Data entries:

+++++

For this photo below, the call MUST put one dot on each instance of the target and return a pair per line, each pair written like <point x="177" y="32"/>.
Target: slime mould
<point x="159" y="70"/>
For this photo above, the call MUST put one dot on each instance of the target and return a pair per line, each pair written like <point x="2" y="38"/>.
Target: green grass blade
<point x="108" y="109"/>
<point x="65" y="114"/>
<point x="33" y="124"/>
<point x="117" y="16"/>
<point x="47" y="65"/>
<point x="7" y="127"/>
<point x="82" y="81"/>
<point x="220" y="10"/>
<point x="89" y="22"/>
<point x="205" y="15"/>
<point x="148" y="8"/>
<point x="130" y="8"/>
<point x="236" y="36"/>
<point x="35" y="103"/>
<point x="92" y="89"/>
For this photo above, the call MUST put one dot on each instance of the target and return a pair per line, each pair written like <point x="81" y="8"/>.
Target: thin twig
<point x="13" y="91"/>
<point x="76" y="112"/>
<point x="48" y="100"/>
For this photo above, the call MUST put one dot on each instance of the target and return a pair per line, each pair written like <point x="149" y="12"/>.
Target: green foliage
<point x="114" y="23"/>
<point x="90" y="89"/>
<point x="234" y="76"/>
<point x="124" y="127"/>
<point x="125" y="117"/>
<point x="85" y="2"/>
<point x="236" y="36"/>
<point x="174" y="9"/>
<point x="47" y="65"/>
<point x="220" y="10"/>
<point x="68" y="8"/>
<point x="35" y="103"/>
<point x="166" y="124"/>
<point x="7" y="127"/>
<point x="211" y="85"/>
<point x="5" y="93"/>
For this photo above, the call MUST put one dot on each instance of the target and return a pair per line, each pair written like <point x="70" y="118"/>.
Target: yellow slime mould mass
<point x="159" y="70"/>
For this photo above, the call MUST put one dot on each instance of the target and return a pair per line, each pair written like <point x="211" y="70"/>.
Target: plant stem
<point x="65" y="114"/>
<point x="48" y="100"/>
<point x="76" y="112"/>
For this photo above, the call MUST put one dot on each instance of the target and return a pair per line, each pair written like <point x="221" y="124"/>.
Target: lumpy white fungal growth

+++++

Goal:
Retype the material in full. Each word must match.

Answer to this exercise:
For this photo below, the call MUST put one dot on each instance of the target and return a pair per line, each pair written like <point x="177" y="32"/>.
Target: slime mould
<point x="159" y="70"/>
For this photo above, the call MUST put one dot on each instance of the target and return a pair per line, each pair written like <point x="2" y="38"/>.
Target: green grass blade
<point x="108" y="109"/>
<point x="65" y="114"/>
<point x="33" y="124"/>
<point x="117" y="16"/>
<point x="47" y="65"/>
<point x="7" y="127"/>
<point x="82" y="81"/>
<point x="220" y="10"/>
<point x="89" y="22"/>
<point x="205" y="15"/>
<point x="148" y="8"/>
<point x="130" y="8"/>
<point x="236" y="36"/>
<point x="35" y="103"/>
<point x="92" y="89"/>
For this photo above, the call MUST put one dot on each instance of the target and return a pair per line, each pair written like <point x="81" y="8"/>.
Target: thin twig
<point x="13" y="91"/>
<point x="76" y="112"/>
<point x="48" y="100"/>
For this photo above, the call MUST put one dot on each instance of the target and return a pair per line, each pair written like <point x="149" y="12"/>.
Target: green foliage
<point x="114" y="23"/>
<point x="90" y="89"/>
<point x="234" y="76"/>
<point x="124" y="127"/>
<point x="125" y="117"/>
<point x="85" y="2"/>
<point x="236" y="36"/>
<point x="174" y="9"/>
<point x="47" y="65"/>
<point x="220" y="10"/>
<point x="68" y="8"/>
<point x="35" y="103"/>
<point x="166" y="124"/>
<point x="7" y="127"/>
<point x="211" y="85"/>
<point x="5" y="93"/>
For this photo above, the call MUST put one dot on each instance of the target and return a pair per line, each pair written like <point x="70" y="118"/>.
Target: yellow slime mould mass
<point x="159" y="70"/>
For this photo above, the call MUST put one dot on each instance of the target and return a pair per line, each pair written like <point x="211" y="70"/>.
Target: plant stem
<point x="65" y="114"/>
<point x="48" y="100"/>
<point x="76" y="112"/>
For this photo above, the call MUST put one dot on each instance of the target and return a pair per line, each pair written like <point x="221" y="124"/>.
Target: lumpy white fungal growth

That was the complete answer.